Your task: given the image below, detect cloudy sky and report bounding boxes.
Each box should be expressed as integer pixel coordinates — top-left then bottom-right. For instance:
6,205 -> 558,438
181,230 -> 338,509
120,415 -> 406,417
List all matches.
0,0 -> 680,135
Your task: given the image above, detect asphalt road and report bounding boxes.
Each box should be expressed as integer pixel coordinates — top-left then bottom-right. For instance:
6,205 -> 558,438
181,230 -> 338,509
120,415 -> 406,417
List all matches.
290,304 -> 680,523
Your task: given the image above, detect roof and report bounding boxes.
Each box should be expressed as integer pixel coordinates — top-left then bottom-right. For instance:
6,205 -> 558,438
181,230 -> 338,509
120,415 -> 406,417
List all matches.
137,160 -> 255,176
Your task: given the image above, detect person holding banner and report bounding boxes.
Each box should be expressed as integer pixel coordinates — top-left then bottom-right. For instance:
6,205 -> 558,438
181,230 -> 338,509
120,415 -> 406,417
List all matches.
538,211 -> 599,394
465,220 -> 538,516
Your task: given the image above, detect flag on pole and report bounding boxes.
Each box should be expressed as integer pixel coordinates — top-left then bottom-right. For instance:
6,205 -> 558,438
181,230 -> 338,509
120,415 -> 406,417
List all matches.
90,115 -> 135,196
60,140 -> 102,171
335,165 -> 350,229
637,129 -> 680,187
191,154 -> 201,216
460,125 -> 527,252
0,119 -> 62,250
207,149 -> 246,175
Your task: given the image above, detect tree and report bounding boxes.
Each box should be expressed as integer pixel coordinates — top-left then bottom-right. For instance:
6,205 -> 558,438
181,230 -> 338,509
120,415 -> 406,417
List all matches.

• **Task goal**
Copy the records from the start up to and including the line with "290,304 -> 680,523", changing "asphalt road" to "gravel road" and leaving everything else unchanged.

• **Response for this exercise**
Your task: given the image below, detect cloudy sky and report bounding boxes.
Each box should be expressed as integer pixel coordinates — top-left then bottom-right. For instance:
6,205 -> 558,438
181,230 -> 338,509
120,415 -> 406,417
List all matches.
0,0 -> 680,135
Your task: given the image above, detect gravel road and report bounding boxes.
Each box should be expressed as integer pixel coordinates — top-left then bottom-right. For instance:
6,205 -> 558,438
181,230 -> 338,509
120,415 -> 406,417
List all matches.
290,304 -> 680,523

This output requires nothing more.